What you need to do: Starting at the line that contains "Where can the white flower", quote each line exactly through the last line of the entries, both included.

[Location labeling records]
▼

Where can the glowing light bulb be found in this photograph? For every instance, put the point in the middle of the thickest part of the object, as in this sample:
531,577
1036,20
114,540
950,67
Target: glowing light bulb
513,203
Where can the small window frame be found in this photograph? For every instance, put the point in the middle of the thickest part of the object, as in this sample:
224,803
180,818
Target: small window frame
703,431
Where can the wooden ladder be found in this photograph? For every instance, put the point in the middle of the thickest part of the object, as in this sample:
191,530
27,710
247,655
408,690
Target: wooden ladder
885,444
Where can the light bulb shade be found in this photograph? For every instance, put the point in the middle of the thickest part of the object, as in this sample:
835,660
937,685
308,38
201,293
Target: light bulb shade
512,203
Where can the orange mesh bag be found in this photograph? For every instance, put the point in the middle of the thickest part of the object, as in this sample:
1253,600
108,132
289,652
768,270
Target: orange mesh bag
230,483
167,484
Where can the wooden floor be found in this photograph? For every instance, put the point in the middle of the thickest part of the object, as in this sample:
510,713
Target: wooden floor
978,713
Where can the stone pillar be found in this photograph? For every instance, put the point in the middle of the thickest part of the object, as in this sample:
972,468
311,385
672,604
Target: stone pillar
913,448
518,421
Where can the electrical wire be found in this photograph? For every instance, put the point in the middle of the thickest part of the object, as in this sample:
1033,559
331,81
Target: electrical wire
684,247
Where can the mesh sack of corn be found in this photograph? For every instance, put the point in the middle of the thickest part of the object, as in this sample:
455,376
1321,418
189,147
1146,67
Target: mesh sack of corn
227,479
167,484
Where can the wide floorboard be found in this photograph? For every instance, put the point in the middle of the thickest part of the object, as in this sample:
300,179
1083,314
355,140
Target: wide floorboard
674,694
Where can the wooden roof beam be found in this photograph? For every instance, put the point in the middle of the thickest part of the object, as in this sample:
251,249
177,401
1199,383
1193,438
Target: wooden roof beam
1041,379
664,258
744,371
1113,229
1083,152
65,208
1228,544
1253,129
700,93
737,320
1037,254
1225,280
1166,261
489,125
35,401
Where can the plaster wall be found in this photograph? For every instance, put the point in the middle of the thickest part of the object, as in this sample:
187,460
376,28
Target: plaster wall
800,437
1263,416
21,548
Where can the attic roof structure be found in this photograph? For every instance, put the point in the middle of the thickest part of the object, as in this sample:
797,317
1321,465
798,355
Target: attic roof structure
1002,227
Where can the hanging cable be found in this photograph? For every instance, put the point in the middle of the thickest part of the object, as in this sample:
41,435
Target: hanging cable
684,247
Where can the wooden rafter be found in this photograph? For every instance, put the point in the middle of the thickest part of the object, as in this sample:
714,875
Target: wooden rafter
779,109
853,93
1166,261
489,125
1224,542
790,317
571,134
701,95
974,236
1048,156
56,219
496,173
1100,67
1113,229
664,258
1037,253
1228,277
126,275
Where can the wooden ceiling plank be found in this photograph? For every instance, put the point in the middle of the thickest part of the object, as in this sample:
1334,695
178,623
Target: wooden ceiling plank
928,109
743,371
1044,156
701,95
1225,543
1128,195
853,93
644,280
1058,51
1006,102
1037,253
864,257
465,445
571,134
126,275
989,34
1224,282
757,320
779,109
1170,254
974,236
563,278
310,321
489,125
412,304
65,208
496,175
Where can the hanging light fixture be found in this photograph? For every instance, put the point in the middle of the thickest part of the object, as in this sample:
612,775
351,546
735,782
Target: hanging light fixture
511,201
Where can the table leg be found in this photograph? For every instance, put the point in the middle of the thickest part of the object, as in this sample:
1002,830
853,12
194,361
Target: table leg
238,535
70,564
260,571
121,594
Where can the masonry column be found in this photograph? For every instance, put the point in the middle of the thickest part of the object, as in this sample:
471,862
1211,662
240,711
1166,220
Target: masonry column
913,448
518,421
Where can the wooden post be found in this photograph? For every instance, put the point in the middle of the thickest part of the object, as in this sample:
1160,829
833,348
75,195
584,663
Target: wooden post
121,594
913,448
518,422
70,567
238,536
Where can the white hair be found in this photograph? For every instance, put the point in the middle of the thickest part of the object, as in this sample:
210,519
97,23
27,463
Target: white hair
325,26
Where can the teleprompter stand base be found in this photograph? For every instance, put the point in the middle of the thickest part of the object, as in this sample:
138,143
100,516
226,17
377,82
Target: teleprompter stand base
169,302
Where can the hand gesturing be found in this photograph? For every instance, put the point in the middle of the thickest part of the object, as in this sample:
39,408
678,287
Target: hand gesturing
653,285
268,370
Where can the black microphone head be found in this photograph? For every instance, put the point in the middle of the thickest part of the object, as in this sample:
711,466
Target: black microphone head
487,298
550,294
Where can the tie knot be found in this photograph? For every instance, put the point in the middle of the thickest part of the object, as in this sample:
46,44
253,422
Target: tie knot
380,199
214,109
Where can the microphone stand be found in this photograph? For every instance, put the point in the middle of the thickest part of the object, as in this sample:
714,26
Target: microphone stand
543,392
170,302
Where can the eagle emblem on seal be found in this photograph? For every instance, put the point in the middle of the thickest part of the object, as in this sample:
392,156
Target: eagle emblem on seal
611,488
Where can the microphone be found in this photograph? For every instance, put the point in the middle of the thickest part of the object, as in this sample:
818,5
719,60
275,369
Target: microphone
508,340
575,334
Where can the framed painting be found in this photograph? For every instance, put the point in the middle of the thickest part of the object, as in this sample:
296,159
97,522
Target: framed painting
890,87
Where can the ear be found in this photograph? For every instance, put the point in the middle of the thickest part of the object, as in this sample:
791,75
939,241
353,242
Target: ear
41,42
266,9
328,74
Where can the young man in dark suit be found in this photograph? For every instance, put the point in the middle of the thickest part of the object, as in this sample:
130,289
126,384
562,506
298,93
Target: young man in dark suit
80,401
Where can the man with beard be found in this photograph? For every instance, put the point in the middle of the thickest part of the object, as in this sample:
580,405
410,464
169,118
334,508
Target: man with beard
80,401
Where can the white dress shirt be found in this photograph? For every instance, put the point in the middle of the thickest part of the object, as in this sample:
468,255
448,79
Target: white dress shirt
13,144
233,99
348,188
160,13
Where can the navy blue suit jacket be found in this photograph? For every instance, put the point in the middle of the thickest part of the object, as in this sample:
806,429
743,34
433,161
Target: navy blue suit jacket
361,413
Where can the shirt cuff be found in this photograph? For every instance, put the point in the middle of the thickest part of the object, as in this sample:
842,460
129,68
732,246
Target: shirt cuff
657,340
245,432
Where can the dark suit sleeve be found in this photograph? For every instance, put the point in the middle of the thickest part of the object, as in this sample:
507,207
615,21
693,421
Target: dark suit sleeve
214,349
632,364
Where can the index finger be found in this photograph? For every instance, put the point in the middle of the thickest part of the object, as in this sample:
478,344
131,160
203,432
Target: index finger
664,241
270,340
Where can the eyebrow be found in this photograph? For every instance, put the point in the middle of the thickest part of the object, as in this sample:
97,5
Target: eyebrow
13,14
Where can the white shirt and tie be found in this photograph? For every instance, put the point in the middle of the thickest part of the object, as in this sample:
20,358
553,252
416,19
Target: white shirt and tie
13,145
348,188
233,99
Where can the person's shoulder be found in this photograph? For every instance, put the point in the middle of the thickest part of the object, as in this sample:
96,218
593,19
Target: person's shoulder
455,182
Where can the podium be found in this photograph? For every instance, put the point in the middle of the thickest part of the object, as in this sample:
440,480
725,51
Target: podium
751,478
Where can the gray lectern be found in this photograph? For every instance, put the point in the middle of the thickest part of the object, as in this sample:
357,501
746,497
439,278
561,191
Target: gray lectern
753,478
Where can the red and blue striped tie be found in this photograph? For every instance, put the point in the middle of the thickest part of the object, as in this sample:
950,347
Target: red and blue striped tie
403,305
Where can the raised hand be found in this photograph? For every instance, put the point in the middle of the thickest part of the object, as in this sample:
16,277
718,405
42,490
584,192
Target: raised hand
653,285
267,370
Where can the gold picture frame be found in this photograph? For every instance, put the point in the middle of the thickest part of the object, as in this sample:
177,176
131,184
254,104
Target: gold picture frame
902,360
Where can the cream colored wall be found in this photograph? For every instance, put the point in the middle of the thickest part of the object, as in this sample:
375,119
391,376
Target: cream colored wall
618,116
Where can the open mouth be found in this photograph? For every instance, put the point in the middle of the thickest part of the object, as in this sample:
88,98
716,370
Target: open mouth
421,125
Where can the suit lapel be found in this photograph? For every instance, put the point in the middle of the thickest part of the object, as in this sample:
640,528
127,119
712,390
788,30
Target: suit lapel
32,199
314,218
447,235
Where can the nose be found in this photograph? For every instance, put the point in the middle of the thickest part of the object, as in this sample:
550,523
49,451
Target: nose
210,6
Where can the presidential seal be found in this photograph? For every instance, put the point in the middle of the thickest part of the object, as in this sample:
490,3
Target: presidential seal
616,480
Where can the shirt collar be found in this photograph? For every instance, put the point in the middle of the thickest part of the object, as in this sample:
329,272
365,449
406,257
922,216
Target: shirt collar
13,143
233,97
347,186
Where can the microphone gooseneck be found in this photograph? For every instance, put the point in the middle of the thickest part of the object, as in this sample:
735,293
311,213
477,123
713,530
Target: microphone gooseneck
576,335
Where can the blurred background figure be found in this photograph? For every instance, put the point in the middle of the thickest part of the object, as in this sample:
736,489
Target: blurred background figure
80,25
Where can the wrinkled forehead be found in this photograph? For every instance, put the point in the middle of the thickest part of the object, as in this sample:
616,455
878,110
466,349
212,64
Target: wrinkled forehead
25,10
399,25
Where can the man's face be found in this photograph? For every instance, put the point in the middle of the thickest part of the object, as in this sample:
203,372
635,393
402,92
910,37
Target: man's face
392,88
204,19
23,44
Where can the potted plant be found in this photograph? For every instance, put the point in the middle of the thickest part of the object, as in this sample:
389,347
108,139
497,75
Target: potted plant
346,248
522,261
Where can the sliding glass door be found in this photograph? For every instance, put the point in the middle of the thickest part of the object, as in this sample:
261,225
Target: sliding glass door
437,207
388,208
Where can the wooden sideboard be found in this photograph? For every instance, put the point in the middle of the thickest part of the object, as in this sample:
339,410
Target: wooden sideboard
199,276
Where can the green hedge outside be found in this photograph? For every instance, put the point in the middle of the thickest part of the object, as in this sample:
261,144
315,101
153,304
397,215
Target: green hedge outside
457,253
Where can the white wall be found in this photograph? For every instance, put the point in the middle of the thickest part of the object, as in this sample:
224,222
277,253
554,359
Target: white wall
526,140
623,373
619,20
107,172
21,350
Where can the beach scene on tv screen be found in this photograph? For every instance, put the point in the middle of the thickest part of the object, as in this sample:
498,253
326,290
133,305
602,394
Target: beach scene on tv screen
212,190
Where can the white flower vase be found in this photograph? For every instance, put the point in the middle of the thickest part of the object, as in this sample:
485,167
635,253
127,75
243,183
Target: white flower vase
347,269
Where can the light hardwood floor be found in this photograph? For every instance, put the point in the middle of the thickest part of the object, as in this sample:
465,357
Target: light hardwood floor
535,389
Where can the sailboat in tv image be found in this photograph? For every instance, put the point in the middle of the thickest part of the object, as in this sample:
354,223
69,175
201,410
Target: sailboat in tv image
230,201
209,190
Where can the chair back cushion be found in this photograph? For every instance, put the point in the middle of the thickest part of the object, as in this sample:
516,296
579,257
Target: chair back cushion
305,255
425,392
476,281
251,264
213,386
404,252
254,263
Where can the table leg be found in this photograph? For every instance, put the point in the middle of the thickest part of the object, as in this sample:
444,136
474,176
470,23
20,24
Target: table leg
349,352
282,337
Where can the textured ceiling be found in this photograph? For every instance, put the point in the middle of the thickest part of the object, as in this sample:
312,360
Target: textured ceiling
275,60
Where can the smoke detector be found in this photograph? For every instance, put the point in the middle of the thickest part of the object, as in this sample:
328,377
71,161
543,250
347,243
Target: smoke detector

▲

The answer:
Where can the white flower vase be found in this photograph? For every instance, put the point in the middle of the thickest part of the object, as in this sample:
485,167
635,253
127,75
243,183
Target: white flower vase
347,269
Where can the light hardwood floor be found in this photograph? For every instance, put the point in the middle of the thickest part of the object, as in this sample:
465,357
Target: light hardwood floor
535,389
Where can the sailboat in tv image be found in this photograph? For every instance, put the point in the middle of the thickest part of the object, as in this sample:
354,223
69,175
201,410
Target: sailboat in tv image
230,201
209,190
Where can the chair back cushion be found in this photograph? For every instance, put the point in the middle of the thickest part of the object, as in this sample:
516,296
579,257
Target: chair back cushion
305,255
425,392
476,281
251,264
213,386
404,252
254,263
Where can the table leg be found in this photograph? For every instance, put the point in the middle of the thickest part of the object, as in this sample:
444,136
474,176
470,23
20,24
Target: table leg
349,352
282,337
Where can the textured ceiling be found in this photograph? For every instance, put the point in the middle of the thickest part of the object, as in this sample:
312,360
Target: textured ceiling
275,60
Where can the smoke detector be found in this photograph? For every instance, put the point in the middle of the thickest part of the object, as in this sample:
328,377
71,161
543,250
347,243
Target: smoke detector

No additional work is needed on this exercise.